## Tarea a realizar:
Según el artículo, ¿en qué hotel estaba reservada la suite presidencial?

## Artículo:

::::

Magno Garcimarrero
Por un día llegué a ser presidente, estuvo así: me llegó una carta del Sr. Secretario del Trabajo, ordenándome que me trasladara a Orizaba, Veracruz, en representación del Primer Mandatario de la Nación, para asistir a los actos obreros que año con año se celebran en “La Pluviosilla”; lo anterior me hizo pensar varias cosas, primero, que de veras era yo la gran fregadera; segundo, que había sido escogido tras un concienzudo análisis de entre chorro mil funcionarios, y tercero: (que seguramente era lo cierto), que no se habían encontrado otro más pendejo a quien echarle a perder su puente vacacional; en fin, dándome la importancia que más pude, tomé mi mini auto como el del presidente José Mujica y cogí camino por Totutla a la parada cívica de Orizaba, la proverbial ciudad industrial veracruzana, cuna del movimiento obrero nacional desde 1906.
Como era de esperarse, tenía yo la suite presidencial reservada en el mejor mesón de la localidad: Hotel Aries; las centrales obreras se habían peleado por pagar la cuenta y al final tuve que decidir salomónicamente que se la repartieran entre todas. Desde que me descubrieron en el hotel, fueron llamadas telefónicas, acarreos, zalamerías… casi me querían cargar. En la velada literario-musical de la noche, después de los artistas que actuaban en el foro, yo era el espectáculo más importante, cuando entré al teatro se sorrajaron La Diana los componentes de la banda de música; en seguida dijeron mi nombre completo con títulos y apellidos pegadito al del Presidente de la República y antes que todos los demás; durante el acto, si yo saludaba, todos saludaban; si me paraba se paraban, si me sentaban, se sentaban; si estornudaba, en coro me decían salud, y me ofrecían cuando menos una media docena de pañuelos blanquísimos para que me sonara mis presidenciales mocos.

::::

## Fragmentos de datos de anotación de puntos:

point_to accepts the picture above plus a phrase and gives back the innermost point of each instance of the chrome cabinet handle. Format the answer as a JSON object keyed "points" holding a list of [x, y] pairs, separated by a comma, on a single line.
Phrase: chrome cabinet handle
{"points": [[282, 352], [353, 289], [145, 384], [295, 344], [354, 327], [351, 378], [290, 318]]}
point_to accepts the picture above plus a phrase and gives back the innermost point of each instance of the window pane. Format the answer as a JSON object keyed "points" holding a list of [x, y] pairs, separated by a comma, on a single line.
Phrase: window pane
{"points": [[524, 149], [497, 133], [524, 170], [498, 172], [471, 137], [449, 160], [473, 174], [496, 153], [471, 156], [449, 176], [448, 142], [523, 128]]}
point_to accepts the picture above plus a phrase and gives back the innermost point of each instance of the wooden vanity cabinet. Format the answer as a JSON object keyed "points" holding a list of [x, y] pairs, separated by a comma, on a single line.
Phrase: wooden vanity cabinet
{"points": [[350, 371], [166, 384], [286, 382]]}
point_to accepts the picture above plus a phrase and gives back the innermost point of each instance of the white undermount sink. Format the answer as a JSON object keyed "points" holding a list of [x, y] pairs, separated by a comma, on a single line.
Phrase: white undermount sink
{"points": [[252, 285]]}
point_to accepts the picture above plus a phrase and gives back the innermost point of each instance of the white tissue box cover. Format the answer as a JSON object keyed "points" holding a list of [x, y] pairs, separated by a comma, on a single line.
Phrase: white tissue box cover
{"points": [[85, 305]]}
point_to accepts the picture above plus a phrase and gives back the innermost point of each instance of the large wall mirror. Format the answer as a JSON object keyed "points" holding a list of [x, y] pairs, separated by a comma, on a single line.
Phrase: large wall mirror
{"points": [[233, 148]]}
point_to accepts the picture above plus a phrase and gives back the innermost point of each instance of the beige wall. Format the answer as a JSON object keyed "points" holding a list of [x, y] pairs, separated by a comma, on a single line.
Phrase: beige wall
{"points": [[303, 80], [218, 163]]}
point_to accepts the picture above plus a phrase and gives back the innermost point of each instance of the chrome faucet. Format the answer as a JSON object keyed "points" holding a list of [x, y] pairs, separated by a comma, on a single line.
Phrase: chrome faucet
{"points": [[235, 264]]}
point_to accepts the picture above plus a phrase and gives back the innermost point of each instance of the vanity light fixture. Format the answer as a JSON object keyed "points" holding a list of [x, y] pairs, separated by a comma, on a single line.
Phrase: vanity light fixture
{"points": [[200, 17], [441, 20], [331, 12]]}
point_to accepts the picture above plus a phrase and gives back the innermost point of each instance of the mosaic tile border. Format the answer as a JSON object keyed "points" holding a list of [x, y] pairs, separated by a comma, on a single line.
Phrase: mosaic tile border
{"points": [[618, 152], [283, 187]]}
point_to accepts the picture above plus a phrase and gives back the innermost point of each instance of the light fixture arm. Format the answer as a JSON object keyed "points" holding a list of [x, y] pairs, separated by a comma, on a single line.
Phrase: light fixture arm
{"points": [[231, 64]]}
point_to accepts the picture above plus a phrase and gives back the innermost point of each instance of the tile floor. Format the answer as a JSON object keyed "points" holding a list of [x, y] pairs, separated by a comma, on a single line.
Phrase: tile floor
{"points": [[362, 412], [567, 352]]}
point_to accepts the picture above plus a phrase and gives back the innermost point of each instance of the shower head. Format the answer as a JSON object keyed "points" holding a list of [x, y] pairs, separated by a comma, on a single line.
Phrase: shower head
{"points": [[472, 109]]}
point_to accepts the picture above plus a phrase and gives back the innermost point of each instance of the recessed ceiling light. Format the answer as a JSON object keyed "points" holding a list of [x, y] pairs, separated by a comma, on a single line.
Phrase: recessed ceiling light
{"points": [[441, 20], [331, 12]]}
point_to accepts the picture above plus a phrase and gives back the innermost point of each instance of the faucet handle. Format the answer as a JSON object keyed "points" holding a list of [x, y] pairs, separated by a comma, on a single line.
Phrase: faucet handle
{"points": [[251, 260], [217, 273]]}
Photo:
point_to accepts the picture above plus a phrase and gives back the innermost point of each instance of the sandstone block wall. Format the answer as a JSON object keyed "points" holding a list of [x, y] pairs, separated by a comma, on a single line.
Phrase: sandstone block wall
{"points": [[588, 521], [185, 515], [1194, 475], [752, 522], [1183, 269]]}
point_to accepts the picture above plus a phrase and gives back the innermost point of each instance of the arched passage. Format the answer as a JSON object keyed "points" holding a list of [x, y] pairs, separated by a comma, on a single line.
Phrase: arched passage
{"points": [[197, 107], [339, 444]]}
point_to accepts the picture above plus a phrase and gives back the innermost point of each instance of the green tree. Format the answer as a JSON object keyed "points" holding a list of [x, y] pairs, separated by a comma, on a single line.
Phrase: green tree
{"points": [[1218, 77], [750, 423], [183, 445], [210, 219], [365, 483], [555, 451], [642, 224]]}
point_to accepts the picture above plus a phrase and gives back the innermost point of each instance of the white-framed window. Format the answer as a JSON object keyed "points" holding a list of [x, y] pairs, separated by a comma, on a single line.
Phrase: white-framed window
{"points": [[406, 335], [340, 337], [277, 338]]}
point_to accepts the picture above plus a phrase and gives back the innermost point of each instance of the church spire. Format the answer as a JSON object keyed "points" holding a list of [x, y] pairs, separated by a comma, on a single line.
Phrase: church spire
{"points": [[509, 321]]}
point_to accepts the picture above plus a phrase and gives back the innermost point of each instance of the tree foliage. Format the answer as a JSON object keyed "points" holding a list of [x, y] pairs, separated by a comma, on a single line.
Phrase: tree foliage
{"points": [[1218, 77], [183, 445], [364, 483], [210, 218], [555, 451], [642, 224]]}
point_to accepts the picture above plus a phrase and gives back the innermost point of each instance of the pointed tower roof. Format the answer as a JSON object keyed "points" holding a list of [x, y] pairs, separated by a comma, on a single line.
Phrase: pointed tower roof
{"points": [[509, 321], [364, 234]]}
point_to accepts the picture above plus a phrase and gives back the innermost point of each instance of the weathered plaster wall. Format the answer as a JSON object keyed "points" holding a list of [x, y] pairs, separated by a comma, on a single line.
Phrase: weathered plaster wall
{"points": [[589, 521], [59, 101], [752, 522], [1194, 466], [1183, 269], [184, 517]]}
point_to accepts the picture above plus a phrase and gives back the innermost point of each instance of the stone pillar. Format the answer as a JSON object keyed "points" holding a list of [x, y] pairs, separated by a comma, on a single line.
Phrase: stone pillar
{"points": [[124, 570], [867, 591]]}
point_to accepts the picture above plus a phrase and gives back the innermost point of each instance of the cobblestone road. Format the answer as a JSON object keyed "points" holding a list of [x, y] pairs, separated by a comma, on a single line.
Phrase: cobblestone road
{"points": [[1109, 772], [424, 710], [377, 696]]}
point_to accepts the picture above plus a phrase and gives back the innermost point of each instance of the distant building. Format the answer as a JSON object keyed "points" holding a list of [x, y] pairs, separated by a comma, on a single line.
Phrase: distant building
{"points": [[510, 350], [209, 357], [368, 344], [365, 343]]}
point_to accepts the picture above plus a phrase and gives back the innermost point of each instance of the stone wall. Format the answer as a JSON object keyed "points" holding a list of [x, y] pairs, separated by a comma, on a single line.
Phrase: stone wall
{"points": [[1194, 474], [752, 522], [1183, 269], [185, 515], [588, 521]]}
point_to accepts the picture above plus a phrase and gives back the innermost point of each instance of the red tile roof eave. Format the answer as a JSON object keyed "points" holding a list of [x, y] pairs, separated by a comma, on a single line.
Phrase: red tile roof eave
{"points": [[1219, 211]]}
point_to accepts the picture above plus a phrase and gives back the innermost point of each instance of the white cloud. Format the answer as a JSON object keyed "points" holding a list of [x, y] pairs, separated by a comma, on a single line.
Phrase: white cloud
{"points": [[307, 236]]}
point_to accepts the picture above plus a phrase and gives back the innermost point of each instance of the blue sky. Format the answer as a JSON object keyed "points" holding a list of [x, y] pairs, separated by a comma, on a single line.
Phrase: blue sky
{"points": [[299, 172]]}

::::

## Respuesta escrita:
En el Hotel Aries.